#### [GIVEN REQUEST A]
In the forum post on Flink SQL AVG, what value does the query return for duration_mean?

#### [TEXT EXTRACT]
+===+
You are viewing a plain text version of this content. The canonical link for it is here.
Posted to user@flink.apache.org by Georg Heiler <ge...@gmail.com> on 2022/03/24 15:08:23 UTC

Flink SQL AVG with mandatory type casting

Hi,

I observe strange behavior in Flink SQL:
For an input stream:

CREATE TABLE input_stream (
    duration int,
    rating int

) WITH (
    'connector' = 'kafka',
    'topic' = 't',
    'scan.startup.mode' = 'earliest-offset',
    'format' = 'avro-confluent',
    'avro-confluent.schema-registry.url' = 'http://localhost:8081/',
    'properties.group.id' = 'flink-test-001',
    'properties.bootstrap.servers' = 'localhost:9092'
);

The following SQL:
SELECT AVG(duration) AS  duration_mean, AVG(CAST(rating AS DOUBLE)) AS
rating_mean FROM input_stream;

returns:

duration_mean                    rating_mean
            45              2.503373819163293

I.e. duration_mean is truncated to an INT!

Any other database system I know by default outputs a DOUBLE type for any
input (including INT) and does not truncate it.

Why does Flink decide to truncate here? Why is a manual type cast necessary?
+===+
#### [DATASET RECORDS]
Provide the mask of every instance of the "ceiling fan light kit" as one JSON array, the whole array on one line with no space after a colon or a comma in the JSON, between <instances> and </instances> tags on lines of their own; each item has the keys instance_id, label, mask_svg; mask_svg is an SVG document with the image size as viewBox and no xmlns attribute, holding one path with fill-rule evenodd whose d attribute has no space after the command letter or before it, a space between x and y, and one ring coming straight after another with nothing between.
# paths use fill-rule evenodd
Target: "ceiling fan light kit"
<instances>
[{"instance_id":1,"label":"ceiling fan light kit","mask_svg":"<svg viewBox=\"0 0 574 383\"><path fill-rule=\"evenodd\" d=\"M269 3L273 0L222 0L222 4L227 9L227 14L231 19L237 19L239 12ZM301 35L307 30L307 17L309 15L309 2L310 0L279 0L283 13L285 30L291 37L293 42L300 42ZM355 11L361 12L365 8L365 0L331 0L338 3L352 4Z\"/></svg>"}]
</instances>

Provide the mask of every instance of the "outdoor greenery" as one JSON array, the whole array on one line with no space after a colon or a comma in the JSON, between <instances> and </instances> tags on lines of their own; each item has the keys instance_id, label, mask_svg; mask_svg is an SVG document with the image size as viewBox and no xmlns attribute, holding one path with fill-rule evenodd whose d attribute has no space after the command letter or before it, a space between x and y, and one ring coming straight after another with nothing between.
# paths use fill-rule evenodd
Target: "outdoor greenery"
+===+
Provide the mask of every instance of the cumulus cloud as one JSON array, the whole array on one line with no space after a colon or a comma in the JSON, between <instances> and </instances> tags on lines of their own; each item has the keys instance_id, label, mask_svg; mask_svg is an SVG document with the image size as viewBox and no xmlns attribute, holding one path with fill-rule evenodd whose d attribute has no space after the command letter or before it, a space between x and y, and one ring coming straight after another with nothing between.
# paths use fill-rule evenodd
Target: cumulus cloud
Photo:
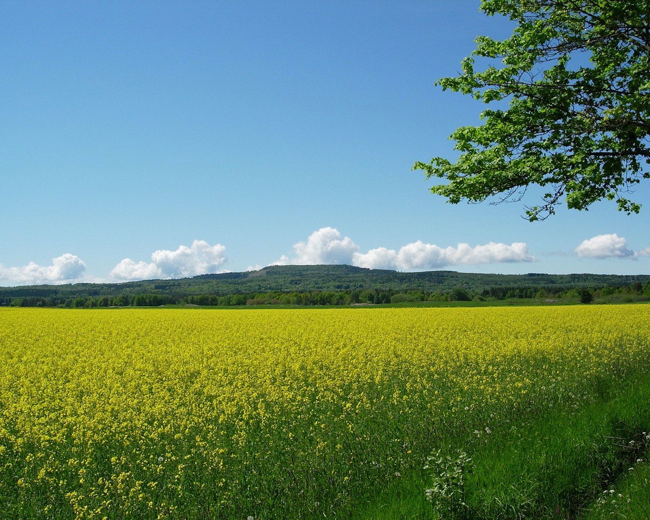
+===+
#### [GIVEN REQUEST B]
Pick out every line in the rows above that contains the string "Target".

#### [EXPECTED OUTPUT A]
It returns 45.

#### [EXPECTED OUTPUT B]
Target: "ceiling fan light kit"
Target: "outdoor greenery"
Target: cumulus cloud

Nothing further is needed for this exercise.